## Start
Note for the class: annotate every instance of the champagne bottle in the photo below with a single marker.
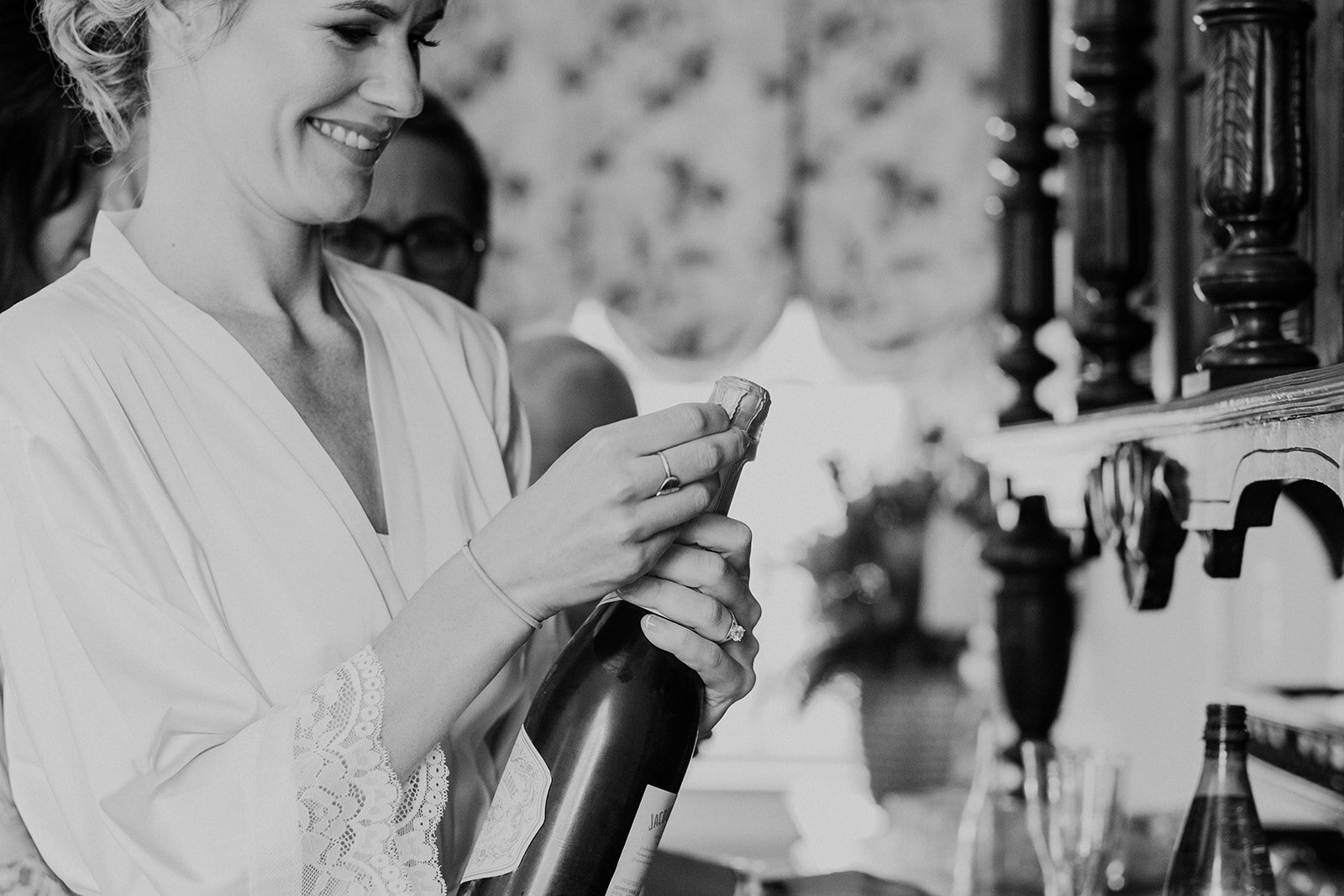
(597, 766)
(1222, 849)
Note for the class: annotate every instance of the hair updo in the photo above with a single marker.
(105, 47)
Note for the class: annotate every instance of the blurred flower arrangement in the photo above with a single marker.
(869, 577)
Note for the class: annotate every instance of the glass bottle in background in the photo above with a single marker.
(1222, 849)
(995, 855)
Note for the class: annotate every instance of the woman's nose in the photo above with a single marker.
(394, 83)
(394, 261)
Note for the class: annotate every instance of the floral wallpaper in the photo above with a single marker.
(696, 163)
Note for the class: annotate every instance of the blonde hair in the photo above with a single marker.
(105, 47)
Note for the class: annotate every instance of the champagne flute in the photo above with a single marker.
(1073, 815)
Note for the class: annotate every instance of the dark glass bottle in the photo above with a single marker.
(1222, 849)
(593, 775)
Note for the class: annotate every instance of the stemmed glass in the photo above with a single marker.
(1073, 815)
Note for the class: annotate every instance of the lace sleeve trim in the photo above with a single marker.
(362, 832)
(30, 878)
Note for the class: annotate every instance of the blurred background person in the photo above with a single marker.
(50, 181)
(429, 219)
(49, 195)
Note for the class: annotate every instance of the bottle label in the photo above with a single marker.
(517, 813)
(645, 833)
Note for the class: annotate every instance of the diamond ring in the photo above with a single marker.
(669, 481)
(736, 631)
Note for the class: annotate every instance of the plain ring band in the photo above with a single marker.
(736, 631)
(669, 481)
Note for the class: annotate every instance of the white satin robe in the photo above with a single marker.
(186, 578)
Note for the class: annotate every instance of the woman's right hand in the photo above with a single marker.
(593, 521)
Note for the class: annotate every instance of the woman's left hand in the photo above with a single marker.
(696, 591)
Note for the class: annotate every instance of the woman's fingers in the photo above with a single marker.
(675, 425)
(696, 459)
(725, 537)
(710, 607)
(726, 671)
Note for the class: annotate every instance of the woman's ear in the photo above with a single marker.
(186, 27)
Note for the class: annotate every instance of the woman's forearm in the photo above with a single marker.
(440, 652)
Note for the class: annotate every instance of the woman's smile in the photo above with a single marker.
(363, 144)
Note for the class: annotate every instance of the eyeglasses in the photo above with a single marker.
(433, 244)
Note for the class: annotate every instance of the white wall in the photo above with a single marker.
(1140, 681)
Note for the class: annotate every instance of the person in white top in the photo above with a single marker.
(218, 678)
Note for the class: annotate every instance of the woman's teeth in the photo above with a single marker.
(344, 136)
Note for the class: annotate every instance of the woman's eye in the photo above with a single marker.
(353, 35)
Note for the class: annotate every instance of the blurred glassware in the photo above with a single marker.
(1074, 815)
(994, 853)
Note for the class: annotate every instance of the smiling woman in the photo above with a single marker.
(270, 571)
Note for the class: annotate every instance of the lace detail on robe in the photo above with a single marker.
(24, 878)
(363, 833)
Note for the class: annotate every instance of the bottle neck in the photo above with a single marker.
(1225, 770)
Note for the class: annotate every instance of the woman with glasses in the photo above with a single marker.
(49, 177)
(49, 194)
(429, 212)
(272, 587)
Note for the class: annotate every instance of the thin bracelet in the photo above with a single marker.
(497, 591)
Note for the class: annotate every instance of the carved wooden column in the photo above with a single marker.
(1027, 217)
(1254, 184)
(1112, 217)
(1034, 617)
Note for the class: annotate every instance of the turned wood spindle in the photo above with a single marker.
(1112, 215)
(1034, 617)
(1027, 215)
(1253, 183)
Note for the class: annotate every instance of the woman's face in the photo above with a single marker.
(293, 101)
(62, 238)
(418, 181)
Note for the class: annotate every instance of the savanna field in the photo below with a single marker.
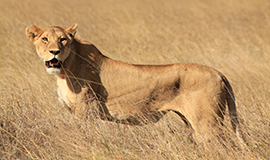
(228, 35)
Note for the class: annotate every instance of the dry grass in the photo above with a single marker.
(231, 36)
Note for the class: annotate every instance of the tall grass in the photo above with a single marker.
(231, 36)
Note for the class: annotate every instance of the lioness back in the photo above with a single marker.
(89, 82)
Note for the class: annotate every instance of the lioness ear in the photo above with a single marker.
(72, 30)
(31, 32)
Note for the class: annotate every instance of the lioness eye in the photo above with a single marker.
(45, 39)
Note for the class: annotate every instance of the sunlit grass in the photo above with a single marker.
(231, 36)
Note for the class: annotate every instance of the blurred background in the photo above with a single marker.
(232, 36)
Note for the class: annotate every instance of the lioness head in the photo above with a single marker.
(53, 45)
## End
## Exercise aim:
Write out every record above again with "with a single marker" replaced by "with one point each" and everything else unchanged. Omit the pictures from your answer.

## Answer below:
Note for the class: annotate every instance of the champagne bottle in the photo below with one point each.
(597, 766)
(1222, 849)
Note for the class: annotate every instance of the hair updo in the photo above with one point each.
(105, 47)
Note for the class: annotate every instance of the blurred flower arrangement in the photo above with one point each.
(869, 577)
Note for the class: annotate every instance of the glass bottle in background in the photo above with one point each.
(1222, 849)
(995, 855)
Note for the class: annotate every instance of the woman's nose in the photo above with one point each.
(394, 83)
(394, 261)
Note for the class: annotate every instance of the floral wallpaper in the photo above with one point each.
(696, 163)
Note for the class: annotate every instance of the blonde hair in the photo above with one point each.
(105, 47)
Note for the class: annotate every instance of the champagne flute in the photo above with one point each.
(1073, 815)
Note for the class: annotate every instance of the dark glass bottle in the photo above with one point each.
(1222, 849)
(593, 775)
Note for the class: annotate every instance of the stemmed glass in the photo above with one point each.
(1073, 815)
Note for the class: annotate every instance of the lace sleeve trim in the photo above with one point each.
(362, 832)
(30, 878)
Note for the class: annotate every instance of the blurred background person in the photo above with one point each.
(50, 181)
(429, 219)
(49, 195)
Note for the class: annotate every instance of the bottle label in the photo above with one point each.
(517, 813)
(645, 833)
Note for the class: annotate every instance of the diamond ring in the photo above with one point each.
(669, 481)
(736, 631)
Note for the class: annotate every instance of the plain ring band in the photo above with one point each.
(736, 631)
(669, 481)
Note for the class: annotate every instance of the white satin robe in the photo above with one point each.
(186, 578)
Note for the class: annotate every instance of the woman's right hand in the photo above with one point each.
(593, 521)
Note for the class: annotate every instance of the woman's left hand in the photo above with one point each.
(696, 591)
Note for the class: annotate every instance of the woman's fingers in the photo above with one point each.
(675, 425)
(696, 459)
(725, 537)
(710, 607)
(726, 671)
Note for the class: annotate every instance of the woman's ear in the photo above with one point each.
(186, 27)
Note for the class: annotate every instance of the woman's forearm in the photo above with one point each.
(440, 652)
Note for the class: annotate every instance of the woman's smile in the photo above with one point each.
(363, 144)
Note for the class: annotate every instance of the eyeglasses in the photo above with one point each.
(433, 244)
Note for the class: annotate every instance of the white wall in the photo above with one point each.
(1140, 681)
Note for the class: annotate every instance of the person in white top in the photo above with one point each.
(218, 678)
Note for the class: annotate every instance of the woman's teeth in the photo above with one point each.
(344, 136)
Note for the class: annotate every instance of the woman's eye in the photo above with one point each.
(353, 35)
Note for the class: annotate every instance of the blurred glassware in the photo above with one point each.
(1074, 815)
(994, 853)
Note for the class: annotate every instance of the smiling woman in the photo above with one point each.
(270, 571)
Note for the class: annotate every instance of the lace detail on robe in the photo above with one point each.
(24, 878)
(363, 833)
Note for the class: annotate every instance of the bottle neck in the photo above with one point each.
(1225, 770)
Note for the class: annotate every instance of the woman with glasses in the photo above with one point each.
(49, 177)
(49, 194)
(429, 212)
(272, 587)
Note for the class: annotate every instance of the thin bracelet in the photo above with one point each.
(497, 591)
Note for the class: annotate every instance of the carved wooden column in the photo above with one point each.
(1027, 217)
(1254, 184)
(1112, 217)
(1034, 617)
Note for the class: annotate every instance of the turned wood spindle in the photo above with one point each.
(1112, 215)
(1034, 617)
(1027, 215)
(1253, 183)
Note for the class: annotate every instance of the woman's face in the photo above with one point each.
(293, 101)
(62, 238)
(418, 181)
Note for the class: annotate every instance of the savanna field in the photo below with one point each.
(228, 35)
Note for the class: annotate every instance of the dry grass in the photo above with one point each.
(231, 36)
Note for the class: annotate every instance of the tall grass in the photo above with one point each.
(231, 36)
Note for the class: annotate every instance of the lioness back in the photo above with one point each.
(89, 82)
Note for the class: annotate every instance of the lioness ear in the photo above with one point each.
(72, 30)
(31, 32)
Note for the class: annotate every instance of the lioness eye in the photo above with one point each.
(45, 39)
Note for the class: annotate every instance of the sunlit grass in the photo above with one point each.
(231, 36)
Note for the class: annotate every instance of the blurred background in the photo above with one point each.
(232, 36)
Note for the class: annotate every instance of the lioness head in the photo above with one point each.
(53, 45)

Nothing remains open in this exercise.